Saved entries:
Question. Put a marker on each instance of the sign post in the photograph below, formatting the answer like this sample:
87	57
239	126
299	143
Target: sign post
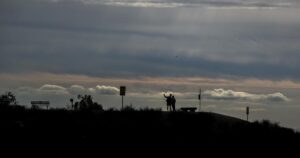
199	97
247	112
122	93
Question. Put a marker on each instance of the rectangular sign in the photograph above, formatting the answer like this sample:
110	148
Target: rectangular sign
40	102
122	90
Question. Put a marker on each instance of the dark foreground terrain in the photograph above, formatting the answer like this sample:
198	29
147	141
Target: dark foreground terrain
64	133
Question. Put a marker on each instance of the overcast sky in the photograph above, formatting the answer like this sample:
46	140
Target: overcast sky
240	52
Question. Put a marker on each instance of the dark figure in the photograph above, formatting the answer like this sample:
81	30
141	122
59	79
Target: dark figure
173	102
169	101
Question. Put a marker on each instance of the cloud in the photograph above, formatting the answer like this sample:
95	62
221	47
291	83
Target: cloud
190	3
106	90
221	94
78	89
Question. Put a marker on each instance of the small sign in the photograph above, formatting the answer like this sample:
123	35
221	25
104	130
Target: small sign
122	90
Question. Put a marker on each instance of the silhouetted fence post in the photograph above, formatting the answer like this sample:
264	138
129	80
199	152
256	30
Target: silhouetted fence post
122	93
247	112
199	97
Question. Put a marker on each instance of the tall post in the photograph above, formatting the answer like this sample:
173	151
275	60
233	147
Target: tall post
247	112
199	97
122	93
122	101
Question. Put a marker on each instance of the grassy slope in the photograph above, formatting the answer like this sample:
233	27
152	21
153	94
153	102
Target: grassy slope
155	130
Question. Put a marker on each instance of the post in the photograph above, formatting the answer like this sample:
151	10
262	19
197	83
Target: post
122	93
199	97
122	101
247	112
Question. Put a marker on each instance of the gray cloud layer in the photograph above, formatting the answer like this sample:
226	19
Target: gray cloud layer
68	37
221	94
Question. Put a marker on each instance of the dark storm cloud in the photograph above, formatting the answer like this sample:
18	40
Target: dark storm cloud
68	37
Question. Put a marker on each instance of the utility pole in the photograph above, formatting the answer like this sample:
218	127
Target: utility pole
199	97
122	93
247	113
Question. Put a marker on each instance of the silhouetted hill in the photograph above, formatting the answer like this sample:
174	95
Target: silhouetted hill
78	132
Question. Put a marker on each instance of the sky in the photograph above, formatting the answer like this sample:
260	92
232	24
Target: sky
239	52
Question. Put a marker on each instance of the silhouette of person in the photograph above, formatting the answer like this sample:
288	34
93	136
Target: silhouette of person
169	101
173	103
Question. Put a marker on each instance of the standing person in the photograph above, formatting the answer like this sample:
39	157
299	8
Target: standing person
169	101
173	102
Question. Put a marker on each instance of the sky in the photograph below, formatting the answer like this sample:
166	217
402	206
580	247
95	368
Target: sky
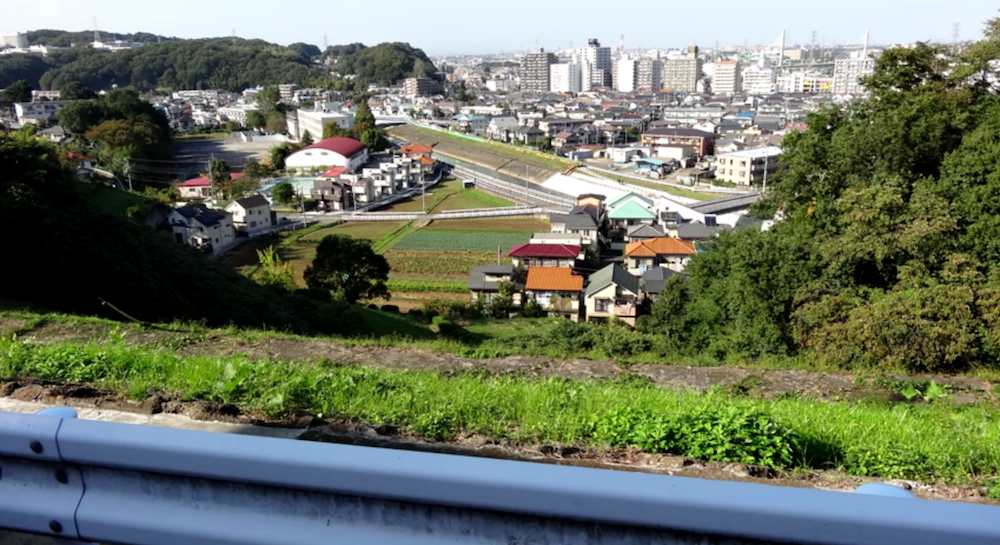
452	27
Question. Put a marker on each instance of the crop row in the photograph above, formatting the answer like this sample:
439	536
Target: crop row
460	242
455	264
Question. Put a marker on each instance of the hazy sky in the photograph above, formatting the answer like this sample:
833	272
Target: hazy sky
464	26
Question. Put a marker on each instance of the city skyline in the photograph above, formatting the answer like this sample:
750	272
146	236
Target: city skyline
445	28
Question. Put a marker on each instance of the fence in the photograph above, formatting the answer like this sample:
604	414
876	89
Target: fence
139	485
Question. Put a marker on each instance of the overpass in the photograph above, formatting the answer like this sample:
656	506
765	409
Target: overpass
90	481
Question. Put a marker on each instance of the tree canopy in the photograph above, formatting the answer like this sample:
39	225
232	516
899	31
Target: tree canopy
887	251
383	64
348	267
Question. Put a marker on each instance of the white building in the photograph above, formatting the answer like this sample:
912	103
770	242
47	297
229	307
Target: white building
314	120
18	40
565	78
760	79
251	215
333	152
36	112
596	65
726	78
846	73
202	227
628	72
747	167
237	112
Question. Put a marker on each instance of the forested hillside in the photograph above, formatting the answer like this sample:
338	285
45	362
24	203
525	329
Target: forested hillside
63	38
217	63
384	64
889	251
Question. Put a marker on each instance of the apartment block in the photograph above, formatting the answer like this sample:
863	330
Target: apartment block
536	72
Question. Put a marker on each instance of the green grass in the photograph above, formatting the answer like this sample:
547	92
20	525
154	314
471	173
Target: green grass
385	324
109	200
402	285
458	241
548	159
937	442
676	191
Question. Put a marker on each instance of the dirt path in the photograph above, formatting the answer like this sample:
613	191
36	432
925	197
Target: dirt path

WORK REQUIRED
All of the data should be returned word for word, with each picture left out.

SOLUTION
Question. Put a marker on each instance of the sign post in the photograph below, formatting the answer like this sample:
87	57
239	126
299	143
Target: sign post
199	97
247	112
122	93
Question. Put a marker on each instance of the rectangular sign in the photograph above, formatting the answer like this sample:
110	148
Target: rectangular sign
40	102
122	90
Question. Put a marker on each instance of the dark foreground terrain in the photograph above, formatting the answer like this sample:
198	29
147	141
Target: dark foreground terrain
64	133
Question. Put a marker on each instance of the overcast sky in the photograph above, formatting the answer like this sample:
46	140
Target: overcast sky
240	52
Question. Put a marker on each instance of the dark figure in the photograph above, formatting the answer like this sample:
81	30
141	122
59	79
Target: dark figure
173	102
169	101
Question. Put a marker on each instance of the cloud in the photograph above, formatting the answer like this sample:
95	62
221	47
291	83
Target: cloud
190	3
106	90
221	94
78	89
Question. Put a marker on each instance of the small sign in the photograph above, formatting the answer like this sample:
123	35
221	25
104	130
Target: small sign
122	90
Question. Put a marker on each instance of the silhouetted fence post in the photograph above, formatting the answer like this sample:
264	138
129	80
199	152
256	30
Target: silhouetted fence post
122	93
247	112
199	97
Question. Put a marker on each instance of the tall post in the photograph above, formatting the answer like this sample:
173	151
275	60
233	147
Target: tall post
247	112
199	97
122	93
122	101
Question. Put a marker on each instance of the grassy slope in the photograph above, formatting the answer like this sample:
233	27
152	21
153	94
153	102
Target: grassy slope
155	130
Question. Put a marker on each instance of the post in the photograph above, formatting the answer like this sample:
151	10
262	19
197	83
Target: post
122	93
199	97
122	101
247	112
Question. Put a marker on each instance of the gray cloud layer in the photograph above, formatting the answer like this sample:
226	19
Target: gray cloud layer
68	37
221	94
Question. Put a marker on each instance of the dark storm cloud in the photograph above, formatting the answer like this sample:
18	40
Target: dark storm cloud
68	37
Question. Put a marker on each instance of the utility pole in the photograph above, formatting the answer like this sample:
218	127
Target: utility pole
199	97
122	93
247	113
Question. Put a marker on each instance of the silhouetted hill in the photograph above, formatting the answer like this sample:
174	95
Target: silhouetted hill
78	132
Question. Put a marker on each instance of the sky in the photograph above, formatting the answer like this sample:
260	92
232	24
Target: sky
239	52
Question. Put a marker on each instance of the silhouette of person in the photograph above, formatting the answer like this sample:
288	34
93	136
Target: silhouette of person
169	101
173	103
Question. Put a marker on each instance of the standing person in the photograph above, formatting the answer like this sample:
39	157
299	8
Target: standing person
169	101
173	102
Question. Put a marker on each instance of the sky in the photograph below, formatting the answer like this sample:
166	217
402	206
580	247
95	368
Target: sky
452	27
Question. Put a marker on each instance of the crop row in the photograph above, formatting the answer like this sample:
439	536
Target: crop row
460	242
455	264
Question. Put a marker on each instance of the hazy sky in the photograph above, formatting the answer like this sample:
833	272
Target: hazy sky
464	26
Question. Put a marker on each instance of the city skyline in the photograph above, formatting the answer like this sample:
750	272
146	236
Target: city skyline
445	28
Question. Put a marker on each instance of the fence in the photograph above, formatting the answer like this sample:
604	414
876	89
Target: fence
139	485
Question. Put a marker on each instance of the overpass in the photograph above, formatting the answer like this sample:
656	506
765	409
Target: overpass
90	481
Question. Put a marker on each instance of the tree canopy in the photograph above, formatting the answer like this sample:
39	225
232	516
899	31
Target: tree canopy
887	251
383	64
348	267
Question. Put a marker on each instance of the white building in the photograph above, formatting the answer like this sample:
912	103
770	242
47	297
229	307
Target: white building
314	120
18	40
565	78
760	79
251	215
333	152
36	112
596	65
726	78
846	73
202	227
628	72
747	167
237	112
Question. Put a marker on each instance of the forested hillside in the photograph above, formatting the answer like this sample:
338	285
45	362
24	203
525	329
Target: forested hillside
63	38
217	63
384	64
889	251
Question. Put a marker on each instance of the apartment block in the photograph above, formatting the answer like this sample:
863	330
Target: apartment block
536	72
Question. Put a marker on each instance of the green grass in the photograph above, formatting the answer like this sample:
547	92
20	525
154	314
471	173
Target: green grass
385	324
109	200
402	285
458	241
548	159
937	442
676	191
Question. Put a marker on each instance of the dirt path in the photograph above, formatting the answer like this sample:
613	191
36	432
925	197
Target: dirt path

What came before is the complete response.